**PROBLEM DETAILS:**
Please return the material below line for line, with no changes.

^^^^^^^^^^^^^^^^

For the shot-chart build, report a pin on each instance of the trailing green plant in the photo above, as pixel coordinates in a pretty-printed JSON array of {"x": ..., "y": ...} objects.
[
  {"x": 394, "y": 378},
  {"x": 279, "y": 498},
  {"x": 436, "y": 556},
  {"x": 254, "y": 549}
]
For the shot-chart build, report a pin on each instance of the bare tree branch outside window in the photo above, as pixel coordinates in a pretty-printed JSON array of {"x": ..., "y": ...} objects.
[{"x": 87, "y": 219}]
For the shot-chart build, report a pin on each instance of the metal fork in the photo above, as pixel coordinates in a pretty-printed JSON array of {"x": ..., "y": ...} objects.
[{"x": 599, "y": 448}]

^^^^^^^^^^^^^^^^

**ANSWER TO THIS EXERCISE:**
For the shot-chart build, report a pin on each instance of the trailing green plant in the photo above, as pixel coordinates in a pretty-printed JSON array of {"x": ..., "y": ...} objects.
[
  {"x": 394, "y": 378},
  {"x": 279, "y": 498},
  {"x": 436, "y": 556},
  {"x": 254, "y": 549}
]
For the shot-chart build, report a pin on each instance of the bare tree branch outside window in the photo above, as pixel coordinates in a pretty-printed JSON array of {"x": ..., "y": ...} objects.
[{"x": 87, "y": 219}]
For the shot-chart build, report a pin on each instance of the metal fork in the photo above, as pixel coordinates in a pretty-printed JSON array of {"x": ..., "y": ...} objects.
[{"x": 599, "y": 448}]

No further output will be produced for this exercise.